#### Stated task
Format the rows from the line containing "Annotate the contrail" through the line containing "<point>780,708</point>" as a two-column CSV with the columns text and answer, one line per row. Put each value in a single quoted field and replace line breaks with spaces.
===== Data extract
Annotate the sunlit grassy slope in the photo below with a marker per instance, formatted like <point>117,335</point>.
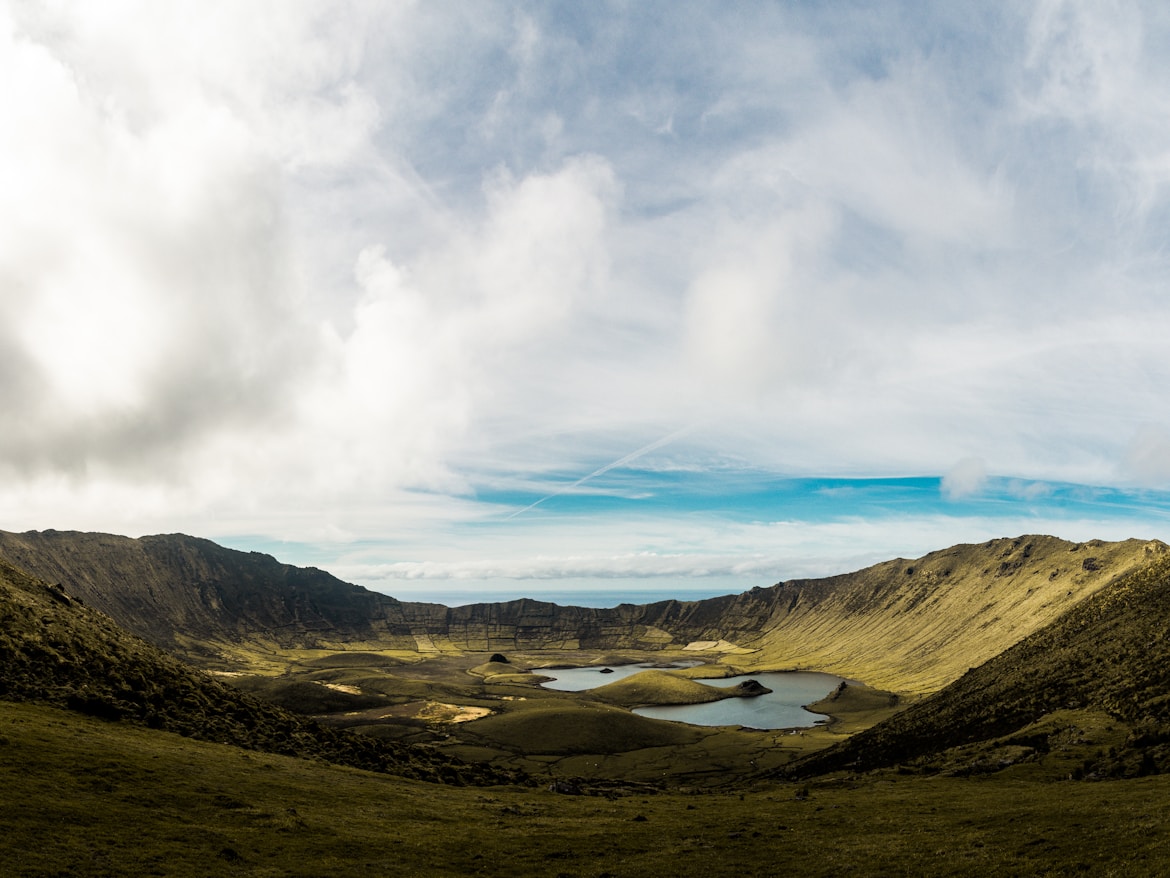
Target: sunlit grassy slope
<point>916,625</point>
<point>909,626</point>
<point>1108,657</point>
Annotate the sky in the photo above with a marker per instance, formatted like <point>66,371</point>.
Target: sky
<point>592,302</point>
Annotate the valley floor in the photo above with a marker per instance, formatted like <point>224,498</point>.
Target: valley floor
<point>84,797</point>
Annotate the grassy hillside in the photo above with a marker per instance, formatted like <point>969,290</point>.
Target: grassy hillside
<point>98,800</point>
<point>56,651</point>
<point>1101,671</point>
<point>913,626</point>
<point>909,626</point>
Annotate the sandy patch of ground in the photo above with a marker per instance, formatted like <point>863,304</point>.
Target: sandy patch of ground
<point>440,712</point>
<point>341,687</point>
<point>710,646</point>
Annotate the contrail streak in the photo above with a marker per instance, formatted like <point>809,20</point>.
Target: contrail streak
<point>620,461</point>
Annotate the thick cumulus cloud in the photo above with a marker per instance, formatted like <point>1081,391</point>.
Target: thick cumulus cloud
<point>286,265</point>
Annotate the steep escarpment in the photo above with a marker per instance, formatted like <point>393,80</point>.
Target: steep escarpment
<point>1109,654</point>
<point>56,651</point>
<point>185,594</point>
<point>901,625</point>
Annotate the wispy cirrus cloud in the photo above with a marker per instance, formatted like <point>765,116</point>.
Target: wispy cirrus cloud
<point>331,272</point>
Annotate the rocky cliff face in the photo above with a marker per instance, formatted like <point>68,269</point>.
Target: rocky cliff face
<point>907,625</point>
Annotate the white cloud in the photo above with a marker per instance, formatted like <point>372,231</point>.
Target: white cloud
<point>1148,457</point>
<point>965,479</point>
<point>290,262</point>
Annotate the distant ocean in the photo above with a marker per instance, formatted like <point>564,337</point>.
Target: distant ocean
<point>456,596</point>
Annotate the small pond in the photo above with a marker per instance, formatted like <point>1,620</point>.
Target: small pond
<point>780,708</point>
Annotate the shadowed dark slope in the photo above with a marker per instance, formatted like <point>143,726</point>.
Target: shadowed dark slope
<point>910,626</point>
<point>1110,653</point>
<point>56,651</point>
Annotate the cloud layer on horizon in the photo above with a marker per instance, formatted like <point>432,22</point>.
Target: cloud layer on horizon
<point>329,271</point>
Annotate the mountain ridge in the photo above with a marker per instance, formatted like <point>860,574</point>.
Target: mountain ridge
<point>908,625</point>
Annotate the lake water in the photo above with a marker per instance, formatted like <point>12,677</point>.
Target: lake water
<point>779,708</point>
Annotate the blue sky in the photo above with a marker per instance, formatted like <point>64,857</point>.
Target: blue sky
<point>593,300</point>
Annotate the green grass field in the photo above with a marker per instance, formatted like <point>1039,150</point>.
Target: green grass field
<point>84,797</point>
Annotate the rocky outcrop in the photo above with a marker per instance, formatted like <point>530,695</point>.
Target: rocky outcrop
<point>901,625</point>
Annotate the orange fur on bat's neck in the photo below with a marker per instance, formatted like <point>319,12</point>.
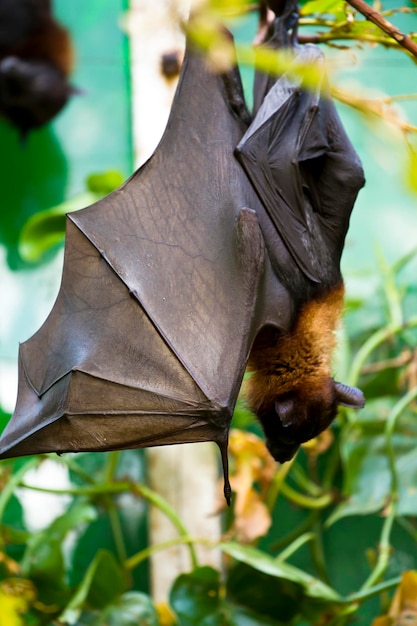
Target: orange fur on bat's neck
<point>298,360</point>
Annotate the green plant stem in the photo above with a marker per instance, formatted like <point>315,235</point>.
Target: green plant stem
<point>112,510</point>
<point>370,345</point>
<point>89,491</point>
<point>306,501</point>
<point>111,466</point>
<point>294,546</point>
<point>14,481</point>
<point>122,487</point>
<point>141,556</point>
<point>165,508</point>
<point>384,548</point>
<point>276,484</point>
<point>317,551</point>
<point>375,590</point>
<point>305,525</point>
<point>303,481</point>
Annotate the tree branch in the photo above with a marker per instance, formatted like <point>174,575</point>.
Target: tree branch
<point>373,16</point>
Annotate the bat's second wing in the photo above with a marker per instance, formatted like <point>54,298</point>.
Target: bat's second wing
<point>160,298</point>
<point>304,169</point>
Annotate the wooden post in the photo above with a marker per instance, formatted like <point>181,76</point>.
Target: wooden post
<point>186,476</point>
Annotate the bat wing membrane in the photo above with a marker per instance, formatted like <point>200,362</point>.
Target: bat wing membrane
<point>148,340</point>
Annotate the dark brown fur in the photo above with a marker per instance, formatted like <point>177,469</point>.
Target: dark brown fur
<point>36,58</point>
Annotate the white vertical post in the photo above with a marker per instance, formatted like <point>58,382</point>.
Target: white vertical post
<point>185,476</point>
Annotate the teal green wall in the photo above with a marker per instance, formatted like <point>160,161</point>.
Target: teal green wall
<point>92,134</point>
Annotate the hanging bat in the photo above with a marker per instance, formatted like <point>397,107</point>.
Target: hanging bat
<point>35,62</point>
<point>201,263</point>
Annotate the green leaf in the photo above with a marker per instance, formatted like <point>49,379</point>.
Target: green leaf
<point>368,476</point>
<point>195,597</point>
<point>103,583</point>
<point>334,7</point>
<point>103,183</point>
<point>312,587</point>
<point>131,609</point>
<point>43,555</point>
<point>45,230</point>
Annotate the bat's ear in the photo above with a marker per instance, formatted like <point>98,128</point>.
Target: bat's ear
<point>351,397</point>
<point>285,411</point>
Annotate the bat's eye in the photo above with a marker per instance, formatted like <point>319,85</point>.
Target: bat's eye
<point>285,409</point>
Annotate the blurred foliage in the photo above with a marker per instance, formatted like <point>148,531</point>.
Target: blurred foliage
<point>299,542</point>
<point>45,230</point>
<point>280,532</point>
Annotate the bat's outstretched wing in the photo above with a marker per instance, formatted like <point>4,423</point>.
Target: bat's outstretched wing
<point>160,299</point>
<point>304,169</point>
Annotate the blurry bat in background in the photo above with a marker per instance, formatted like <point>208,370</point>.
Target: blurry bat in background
<point>35,62</point>
<point>223,250</point>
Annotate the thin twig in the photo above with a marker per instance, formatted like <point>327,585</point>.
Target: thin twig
<point>373,16</point>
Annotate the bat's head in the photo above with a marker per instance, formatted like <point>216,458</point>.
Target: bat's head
<point>297,416</point>
<point>31,93</point>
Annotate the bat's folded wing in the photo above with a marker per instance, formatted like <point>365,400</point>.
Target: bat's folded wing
<point>303,167</point>
<point>148,339</point>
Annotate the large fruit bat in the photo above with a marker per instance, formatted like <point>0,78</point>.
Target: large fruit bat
<point>201,263</point>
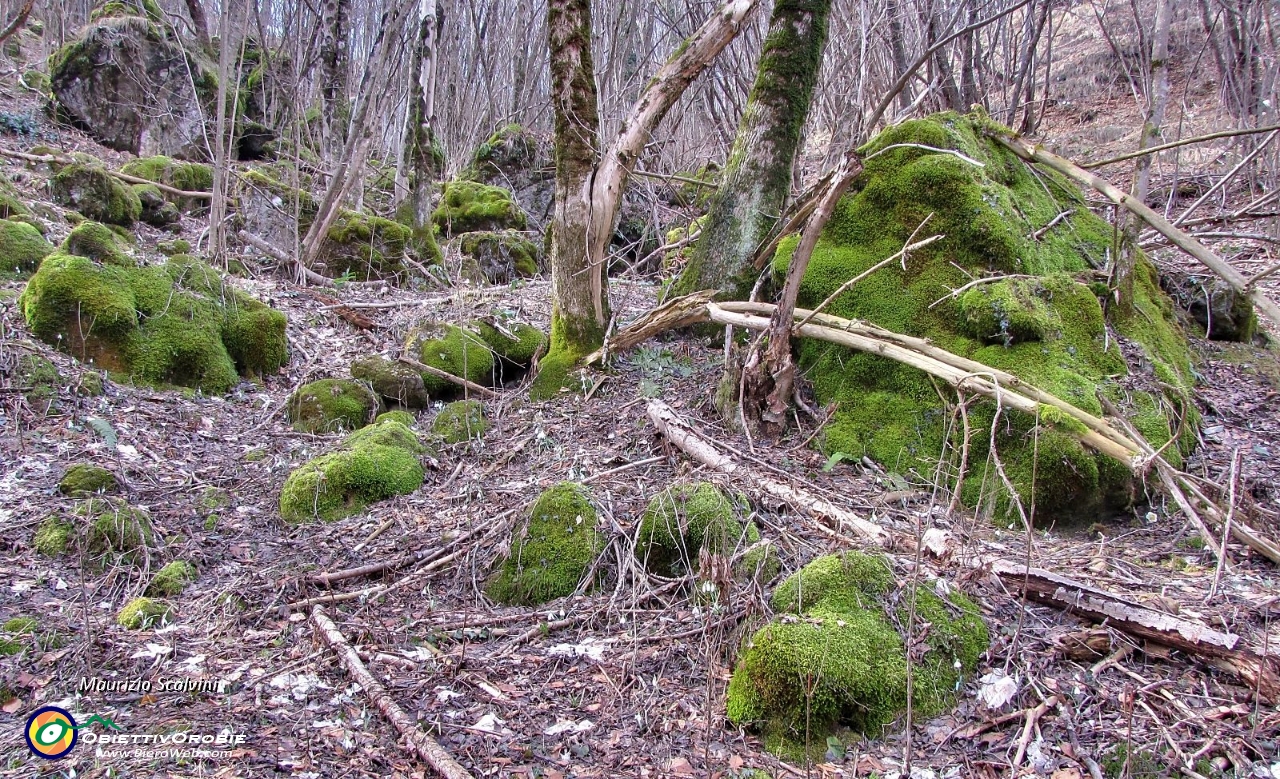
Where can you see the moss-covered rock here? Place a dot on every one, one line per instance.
(333, 404)
(499, 257)
(83, 480)
(396, 381)
(117, 531)
(144, 613)
(174, 324)
(375, 463)
(553, 550)
(156, 211)
(1041, 321)
(836, 659)
(681, 521)
(53, 536)
(99, 243)
(461, 421)
(173, 578)
(22, 247)
(16, 632)
(96, 193)
(470, 206)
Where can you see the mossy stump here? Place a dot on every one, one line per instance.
(835, 659)
(374, 463)
(461, 421)
(333, 406)
(553, 550)
(1038, 316)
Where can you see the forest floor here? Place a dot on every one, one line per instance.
(624, 682)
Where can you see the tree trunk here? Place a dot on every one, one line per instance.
(424, 161)
(758, 177)
(1157, 97)
(589, 184)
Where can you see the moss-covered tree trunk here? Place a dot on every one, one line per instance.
(758, 177)
(1157, 97)
(589, 183)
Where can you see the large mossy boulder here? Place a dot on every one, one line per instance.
(552, 551)
(483, 352)
(397, 383)
(684, 521)
(22, 247)
(498, 257)
(133, 88)
(835, 660)
(97, 195)
(333, 406)
(178, 322)
(374, 463)
(470, 206)
(1040, 317)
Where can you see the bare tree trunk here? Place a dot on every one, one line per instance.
(1157, 97)
(589, 183)
(758, 177)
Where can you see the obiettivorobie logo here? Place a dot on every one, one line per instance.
(51, 732)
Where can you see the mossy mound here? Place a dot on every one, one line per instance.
(461, 421)
(553, 551)
(96, 193)
(498, 257)
(53, 536)
(681, 521)
(117, 531)
(178, 322)
(1042, 321)
(836, 660)
(333, 404)
(144, 613)
(99, 243)
(83, 480)
(470, 206)
(16, 632)
(22, 247)
(375, 463)
(173, 578)
(396, 381)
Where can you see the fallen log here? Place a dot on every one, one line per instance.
(419, 743)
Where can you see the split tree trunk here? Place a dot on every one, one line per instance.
(589, 183)
(1157, 97)
(758, 177)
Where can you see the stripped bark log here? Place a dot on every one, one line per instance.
(1223, 650)
(419, 743)
(1034, 154)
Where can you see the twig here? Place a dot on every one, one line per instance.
(419, 743)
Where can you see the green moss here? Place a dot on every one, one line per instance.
(470, 206)
(96, 195)
(22, 247)
(403, 417)
(461, 421)
(117, 531)
(1040, 322)
(16, 632)
(53, 536)
(457, 351)
(840, 661)
(681, 521)
(83, 480)
(341, 484)
(144, 613)
(173, 578)
(332, 404)
(552, 553)
(99, 243)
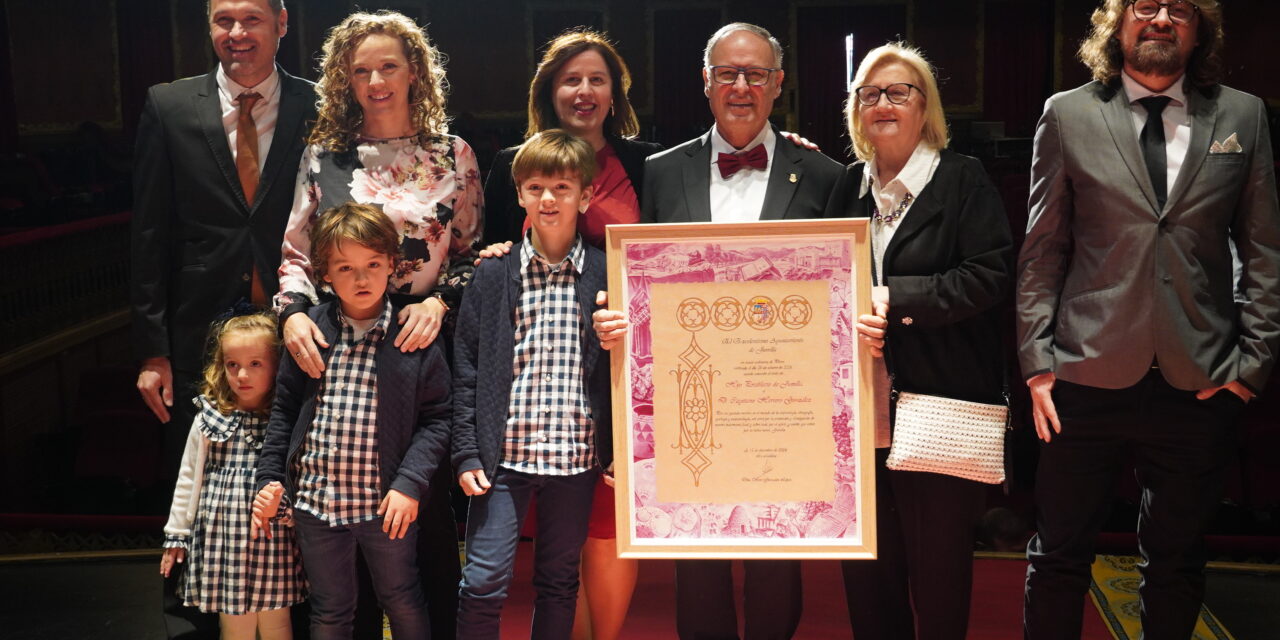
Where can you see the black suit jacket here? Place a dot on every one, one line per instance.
(503, 218)
(195, 240)
(949, 270)
(677, 183)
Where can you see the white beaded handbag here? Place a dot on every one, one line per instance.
(946, 435)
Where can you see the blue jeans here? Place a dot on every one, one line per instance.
(493, 530)
(329, 558)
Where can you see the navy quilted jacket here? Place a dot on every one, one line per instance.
(484, 348)
(412, 411)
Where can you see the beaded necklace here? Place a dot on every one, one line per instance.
(897, 211)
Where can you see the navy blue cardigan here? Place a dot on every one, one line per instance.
(412, 411)
(484, 348)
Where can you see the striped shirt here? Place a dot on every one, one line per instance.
(549, 420)
(337, 470)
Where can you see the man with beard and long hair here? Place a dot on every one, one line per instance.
(1136, 333)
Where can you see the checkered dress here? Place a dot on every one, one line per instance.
(549, 420)
(337, 471)
(228, 572)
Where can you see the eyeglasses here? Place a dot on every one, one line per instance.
(1180, 12)
(897, 94)
(755, 76)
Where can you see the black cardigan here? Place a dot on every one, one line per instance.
(503, 218)
(949, 272)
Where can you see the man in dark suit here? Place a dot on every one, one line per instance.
(215, 163)
(1134, 334)
(739, 172)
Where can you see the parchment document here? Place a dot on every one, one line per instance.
(743, 400)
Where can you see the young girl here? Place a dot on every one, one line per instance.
(250, 584)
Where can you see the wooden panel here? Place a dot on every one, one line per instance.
(58, 87)
(950, 33)
(680, 106)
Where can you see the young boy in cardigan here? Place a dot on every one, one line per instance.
(531, 394)
(352, 452)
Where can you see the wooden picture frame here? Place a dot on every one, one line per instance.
(743, 420)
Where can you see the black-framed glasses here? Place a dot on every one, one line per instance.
(897, 94)
(1180, 12)
(755, 76)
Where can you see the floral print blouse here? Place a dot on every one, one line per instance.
(432, 191)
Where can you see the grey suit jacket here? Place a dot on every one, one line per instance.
(677, 183)
(1107, 282)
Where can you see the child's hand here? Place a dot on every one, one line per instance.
(611, 327)
(496, 250)
(419, 324)
(474, 483)
(172, 556)
(397, 511)
(266, 503)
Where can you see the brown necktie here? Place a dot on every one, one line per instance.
(246, 165)
(246, 145)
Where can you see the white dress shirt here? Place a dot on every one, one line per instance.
(265, 110)
(1178, 123)
(913, 178)
(740, 197)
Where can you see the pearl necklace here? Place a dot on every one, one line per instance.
(897, 211)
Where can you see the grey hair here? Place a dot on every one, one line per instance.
(743, 26)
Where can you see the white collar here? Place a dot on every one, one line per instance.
(915, 173)
(721, 146)
(1134, 91)
(232, 90)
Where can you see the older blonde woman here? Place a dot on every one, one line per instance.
(942, 261)
(382, 138)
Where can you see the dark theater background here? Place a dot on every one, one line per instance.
(78, 449)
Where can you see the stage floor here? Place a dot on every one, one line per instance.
(118, 598)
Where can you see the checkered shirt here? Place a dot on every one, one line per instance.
(549, 421)
(337, 471)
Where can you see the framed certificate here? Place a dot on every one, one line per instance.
(741, 402)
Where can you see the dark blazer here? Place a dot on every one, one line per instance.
(677, 183)
(1109, 280)
(195, 240)
(503, 218)
(412, 411)
(949, 269)
(484, 348)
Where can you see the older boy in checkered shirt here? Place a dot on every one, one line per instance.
(531, 394)
(353, 451)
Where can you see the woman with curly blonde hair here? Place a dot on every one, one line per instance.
(382, 138)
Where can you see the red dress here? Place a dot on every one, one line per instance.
(613, 201)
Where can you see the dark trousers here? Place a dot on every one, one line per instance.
(493, 534)
(924, 535)
(181, 622)
(329, 553)
(1180, 448)
(772, 599)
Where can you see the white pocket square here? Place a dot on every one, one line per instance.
(1228, 146)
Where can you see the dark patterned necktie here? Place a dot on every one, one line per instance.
(1153, 145)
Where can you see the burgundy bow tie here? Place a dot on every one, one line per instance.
(757, 158)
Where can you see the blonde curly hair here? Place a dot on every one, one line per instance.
(1101, 51)
(339, 114)
(215, 387)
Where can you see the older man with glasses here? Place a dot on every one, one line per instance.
(1136, 334)
(735, 173)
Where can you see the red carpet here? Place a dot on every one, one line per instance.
(997, 603)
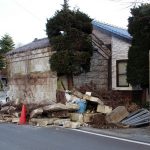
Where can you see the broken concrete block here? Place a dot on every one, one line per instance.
(36, 112)
(55, 107)
(92, 99)
(77, 94)
(4, 109)
(59, 114)
(72, 107)
(75, 125)
(117, 115)
(104, 109)
(15, 120)
(42, 122)
(87, 117)
(16, 114)
(76, 117)
(60, 122)
(67, 124)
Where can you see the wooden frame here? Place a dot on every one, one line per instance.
(117, 73)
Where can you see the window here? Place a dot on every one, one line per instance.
(122, 73)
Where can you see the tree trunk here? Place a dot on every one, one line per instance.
(70, 81)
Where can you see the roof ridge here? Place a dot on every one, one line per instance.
(109, 24)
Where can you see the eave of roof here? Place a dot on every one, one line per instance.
(113, 30)
(36, 44)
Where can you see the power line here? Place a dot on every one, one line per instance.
(27, 10)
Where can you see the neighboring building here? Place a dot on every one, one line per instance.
(108, 64)
(30, 77)
(119, 40)
(30, 73)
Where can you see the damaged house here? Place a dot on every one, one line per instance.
(30, 75)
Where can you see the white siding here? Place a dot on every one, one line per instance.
(119, 52)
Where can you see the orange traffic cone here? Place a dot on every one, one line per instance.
(23, 115)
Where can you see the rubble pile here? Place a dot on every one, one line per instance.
(77, 110)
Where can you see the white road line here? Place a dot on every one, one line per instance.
(112, 137)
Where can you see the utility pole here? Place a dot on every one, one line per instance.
(149, 83)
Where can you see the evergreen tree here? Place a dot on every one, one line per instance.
(138, 55)
(6, 44)
(69, 34)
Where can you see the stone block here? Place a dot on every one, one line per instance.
(117, 115)
(104, 109)
(76, 117)
(43, 122)
(36, 112)
(75, 125)
(77, 94)
(15, 120)
(92, 99)
(72, 107)
(60, 122)
(87, 117)
(67, 124)
(55, 107)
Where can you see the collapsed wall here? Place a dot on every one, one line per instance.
(30, 77)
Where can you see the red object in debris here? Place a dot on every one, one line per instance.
(23, 115)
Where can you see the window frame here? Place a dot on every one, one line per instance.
(117, 72)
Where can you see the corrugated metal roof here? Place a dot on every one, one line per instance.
(116, 31)
(36, 44)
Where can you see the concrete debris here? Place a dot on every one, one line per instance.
(117, 115)
(137, 118)
(59, 114)
(16, 114)
(81, 110)
(93, 99)
(72, 107)
(60, 122)
(77, 94)
(55, 107)
(75, 125)
(36, 112)
(76, 117)
(67, 124)
(87, 117)
(42, 122)
(104, 109)
(15, 120)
==========
#### Answer to the exercise
text,answer
"Annotate the contrail streak in the photo above with a marker per instance, formatted like <point>809,20</point>. Target: contrail streak","<point>620,461</point>"
"Annotate the thick cumulus cloud in the photo above with a marker per instance, formatted like <point>1081,391</point>. Target: thick cumulus cloud","<point>286,265</point>"
"Annotate the steep escarpment in the photo above with a marker per instance, formatted like <point>393,80</point>. Target: steep escarpment","<point>1109,654</point> <point>56,651</point> <point>185,594</point> <point>901,625</point>"
"Annotate the wispy cirrus cloud in the photo above with a marker per instance, formatted like <point>765,116</point>. Target: wispy cirrus cloud","<point>331,272</point>"
"Annotate the rocky cliff face in the photo above with a marker per instance, formatted like <point>68,269</point>. Target: rocky cliff face","<point>907,625</point>"
"Annotate the white cloud in the photo above with a marker per instance, formatted like <point>372,231</point>. Target: white cloud","<point>1148,457</point> <point>965,479</point> <point>290,262</point>"
"Annotate the distant ocean in the photo above with a marker per instance, formatted like <point>564,337</point>. Target: distant ocean","<point>456,596</point>"
"Annotate the small pond in the photo above with a marker per instance, formatted like <point>1,620</point>. Target: small pond","<point>780,708</point>"